• **Work task 1**: According to the text on bus transport in Bromsgrove, since when has MRD Travel been operating?
• **Work task 2**: Render this sentence from the text on bus transport in Bromsgrove into French: "The company states that insufficient passengers are carried between Catshill and Birmingham to make the section viable."
• **Work task 3**: Carry on the text about bus transport in Bromsgrove from its final sentence.

### Quoted passage ###

Bus transport in Bromsgrove has a long and varied history, dating back to Midland Red operations. In recent years, however, First Midland Red, which has evolved from the original Midland Red company, has severely reduced operations, leaving many independent operators running in the town.

Current operators

First Midland Red

First operate a single service in the town, the 144/144A route which ran to Birmingham in one direction and Worcester in the other. Service 144A terminated at Catshill instead of Birmingham. First previously operated many other services in the town, but in March 2013, the First depot's at Kidderminster and Redditch were purchased by Diamond Bus. With effect from 1st May 2022, all journeys on service 144 terminate at Catshill, no longer continuing into Birmingham. The company states that insufficient passengers are carried between Catshill and Birmingham to make the section viable.

Diamond West Midlands

Diamond operated the WCC tendered services 007 and 140/141. They have expanded through the acquisition of many local operators including Ludlows and Pete's Travel. Further expansion resulted from the acquisition of the Kidderminster and Redditch depots of First Midland Red.

Previous services
Diamond had previously operated the commercial 64 service to Birmingham from Bromsgrove and its replacement, service 144. Diamond also operated the 007 prior to Midland Rider taking it over however Diamond restarted operations on the 007 but which has since been renumbered 147 and taken over by Kevs Cars and Coaches.

MRD Travel
MRD operate a number of local services in the Bromsgrove area, mostly under contract to Worcestershire County Council. They have been operating since December 2003.

### Raw data ###

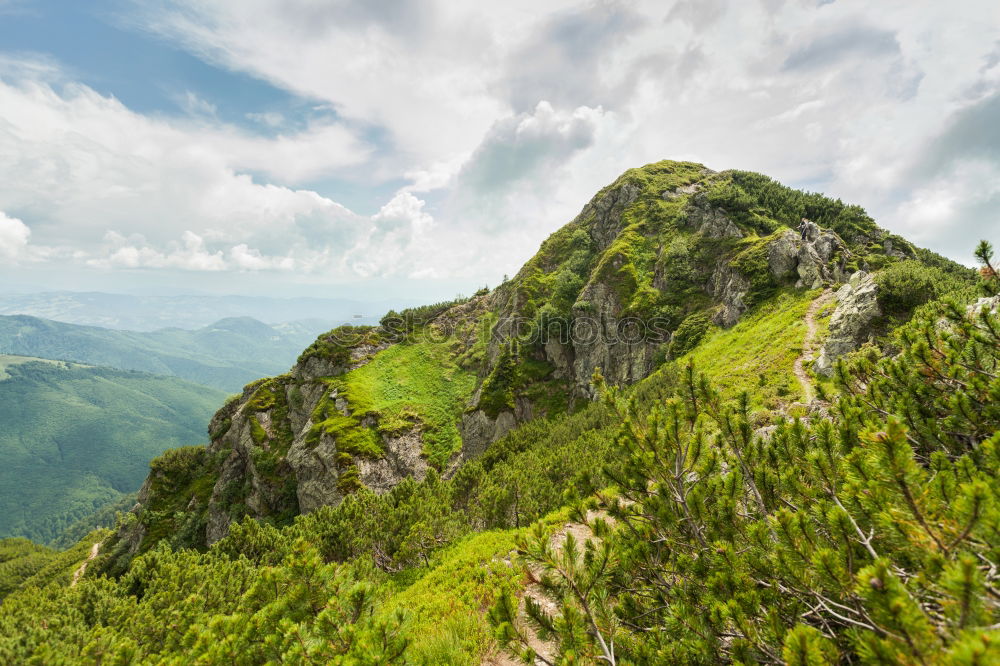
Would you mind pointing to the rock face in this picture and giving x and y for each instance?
(661, 244)
(709, 220)
(730, 287)
(850, 325)
(818, 258)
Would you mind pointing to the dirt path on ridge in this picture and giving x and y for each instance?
(808, 349)
(78, 574)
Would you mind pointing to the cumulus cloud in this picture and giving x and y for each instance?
(516, 148)
(13, 237)
(472, 131)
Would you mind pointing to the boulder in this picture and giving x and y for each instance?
(850, 325)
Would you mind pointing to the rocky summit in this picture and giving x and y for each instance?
(712, 420)
(651, 263)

###

• **Expected output 1**: Since December 2003.

• **Expected output 2**: La compagnie affirme que le nombre de passagers transportés entre Catshill et Birmingham est insuffisant pour rendre ce tronçon viable.

• **Expected output 3**:
Clearway
Clearway have been operating for a number of years, and have in the past operated several school services. Now, they operate only two services in the town, 93 and 99, both running to Charford.

Previous operators

Travel West Midlands

Travel West Midlands used to operate the 145 route in the town, alongside a single journey on the 318 route. Since withdrawing from the area they have been renamed as National Express West Midlands. They last operated in the town on 28 June 2003. They returned to serving the town when they began operating new service 144A from Longbridge, partly replacing First Midland Red service 144.

Redline
Redline were a small local operator registered in School Lane, Lickey End, Bromsgrove. They operated local services 33, 92, 95, 96, 97, 98, 318, 319 and S23. A previous incarnation of the company had previously operated in Redditch on the 57 and 58 services, though the partnership broke up in 1989.

Current routes

A number of changes were made to services from August 29, 2021, which saw services 42 and 42A renumbered 52 and 52A. Service 52 runs hourly Mon-Sat, less frequently on Sundays running between Redditch and Kidderminster bus station only. Service 52A runs hourly daily connecting Bromsgrove Prince of Wales Hospital with Alexandra Hospital, Redditch Mon-Sat. (On Sundays Service 52A only runs between Redditch and Alexandra Hospital, not serving Bromsgrove).

Former routes

007 Bromsgrove - Halesowen

The 007 route was registered by Ludlows 26 January 1987, at the time only running between Halesowen and the village of Romsley. Seven years later on 31 January 1994 the route was massively extended at both ends to run between Merry Hill and Redditch Alexandra Hospital, via Halesowen, Romsley, Catshill, Bromsgrove and Redditch Town Centre. On 7 January 1997 the section of the route between Redditch town centre and Alexandra Hospital was withdrawn.

Following the purchase of Ludlows, the route passed into the hands of Diamond West Midlands. The route sparked local controversy in July 2010 when it was withdrawn, however it was quickly replaced by a new operator (Midland Rider) on a reduced timetable. From 11 January 2010 the service was extended to the Oakalls estate in Bromsgrove. and from August 2010, Diamond restarted operations on the 007 after Choice Travel/Midland Rider lost the contract.

The 007 ceased operation on 30 August 2014 and was replaced from 1 September 2014 by the new 147 route operated by First.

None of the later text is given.